### Text excerpt:
[Start]

Stähle was director of Dr. Hoch's Konservatorium from 1979 to 2007. The traditional institution in Frankfurt dates back to 1878. Among its instructors were Clara Schumann, Engelbert Humperdinck, later Theodor W. Adorno and Paul Hindemith. Stähle was instrumental in restoring the training of professional musicians. In 1981 the subjects voice, instruments, ballet and jazz were expanded by preparation classes for university studies, Early Music and Contemporary Music. In 1982 a seminary for musical critic and comparing interpretation ("vergleichende Interpretation") were added. Stähle revived choir and orchestra, and performed with them annually the anniversary of either birth or death of the founder. In 1986 he prepared the groups in rehearsals of half a year for performances of Bach's cantata Ich will den Kreuzstab gerne tragen, BWV 56, and Mozart's Requiem at four locations of the region, including the Lutherkirche which celebrated its centenary by inviting former church musicians to perform. A reviewer noted the good preparation, which formed an ensemble able to create an impressive intense atmosphere by great dynamic contrasts. The reviewer of the Frankfurter Allgemeine Zeitung noted the merits of instilling in the performers a personal relation to what they were doing, literally joy at work ("Freude am Werk").

[End]

(Data listing)
[Start]

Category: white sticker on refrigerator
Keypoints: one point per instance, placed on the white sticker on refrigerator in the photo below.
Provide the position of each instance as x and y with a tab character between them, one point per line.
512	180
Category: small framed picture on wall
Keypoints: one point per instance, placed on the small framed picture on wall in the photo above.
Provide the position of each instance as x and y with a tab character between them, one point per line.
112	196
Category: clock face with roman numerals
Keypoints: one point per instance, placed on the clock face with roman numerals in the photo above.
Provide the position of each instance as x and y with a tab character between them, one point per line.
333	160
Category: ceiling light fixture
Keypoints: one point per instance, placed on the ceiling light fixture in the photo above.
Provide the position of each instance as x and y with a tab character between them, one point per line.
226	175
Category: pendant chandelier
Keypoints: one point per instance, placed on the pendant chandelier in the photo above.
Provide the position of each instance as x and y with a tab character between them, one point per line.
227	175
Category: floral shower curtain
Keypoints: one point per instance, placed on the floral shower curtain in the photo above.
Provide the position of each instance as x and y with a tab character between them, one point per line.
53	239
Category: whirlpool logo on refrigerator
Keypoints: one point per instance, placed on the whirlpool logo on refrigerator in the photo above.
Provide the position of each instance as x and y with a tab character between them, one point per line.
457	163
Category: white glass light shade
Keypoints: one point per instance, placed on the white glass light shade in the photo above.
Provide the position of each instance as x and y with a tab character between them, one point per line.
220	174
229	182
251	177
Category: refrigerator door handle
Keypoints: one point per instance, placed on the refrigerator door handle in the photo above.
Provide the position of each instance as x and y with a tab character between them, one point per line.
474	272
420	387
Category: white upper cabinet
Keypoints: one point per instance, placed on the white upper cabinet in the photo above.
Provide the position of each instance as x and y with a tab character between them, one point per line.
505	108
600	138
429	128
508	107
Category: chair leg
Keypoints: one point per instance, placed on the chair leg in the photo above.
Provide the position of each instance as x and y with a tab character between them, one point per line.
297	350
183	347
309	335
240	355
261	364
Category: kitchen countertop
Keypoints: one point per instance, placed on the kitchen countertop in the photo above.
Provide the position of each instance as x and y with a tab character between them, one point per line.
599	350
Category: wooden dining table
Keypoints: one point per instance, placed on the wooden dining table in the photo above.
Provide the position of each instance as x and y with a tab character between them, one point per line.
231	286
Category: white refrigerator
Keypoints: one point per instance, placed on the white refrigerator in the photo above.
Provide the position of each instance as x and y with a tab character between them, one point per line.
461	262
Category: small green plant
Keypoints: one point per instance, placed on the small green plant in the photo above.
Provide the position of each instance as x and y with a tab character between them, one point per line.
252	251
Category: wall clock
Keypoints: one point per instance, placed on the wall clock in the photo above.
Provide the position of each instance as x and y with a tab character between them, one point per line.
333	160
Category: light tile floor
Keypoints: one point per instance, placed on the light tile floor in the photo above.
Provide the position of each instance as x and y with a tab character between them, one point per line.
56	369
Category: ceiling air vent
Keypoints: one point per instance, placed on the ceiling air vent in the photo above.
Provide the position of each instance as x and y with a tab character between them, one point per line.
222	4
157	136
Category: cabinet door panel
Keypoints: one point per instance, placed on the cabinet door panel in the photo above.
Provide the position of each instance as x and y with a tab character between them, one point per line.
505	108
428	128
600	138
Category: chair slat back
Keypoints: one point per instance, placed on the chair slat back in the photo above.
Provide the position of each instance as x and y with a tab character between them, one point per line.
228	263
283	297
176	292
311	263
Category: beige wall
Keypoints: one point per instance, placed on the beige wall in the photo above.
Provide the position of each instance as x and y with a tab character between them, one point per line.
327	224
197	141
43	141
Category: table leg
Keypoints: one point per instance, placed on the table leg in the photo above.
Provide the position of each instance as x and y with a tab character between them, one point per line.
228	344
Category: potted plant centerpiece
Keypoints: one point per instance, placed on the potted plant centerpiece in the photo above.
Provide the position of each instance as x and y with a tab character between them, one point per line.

[End]

### Written tasks:
**A)** Name the instructors of Dr. Hoch's Konservatorium listed in the text about Stähle's directorship.
**B)** Extend the text about Stähle's directorship of Dr. Hoch's Konservatorium by continuing from its final sentence.

### Responses in order:
**A)** Clara Schumann, Engelbert Humperdinck, Theodor W. Adorno, Paul Hindemith

**B)**
From 1985 Dr. Hoch's Conservatory trained music teachers, who could graduate with the diploma "Staatliche Musiklehrerprüfung". In 1986 the conservatory began moving to a location in the center of Frankfurt, the Philanthropin, a former Jewish school. From 1995, a treaty of the Musikhochschule and the conservatory enables students from the conservatory to continue at the Hochschule (university). The conservatory gained the status of Musikakademie (Academy of Music) in 2002. A new building was opened in 2005, serving around 1000 students.

From 2010, Stähle helped as an organist at the Dreikönigskirche in Frankfurt. He died in Frankfurt and was buried in Wiesbaden.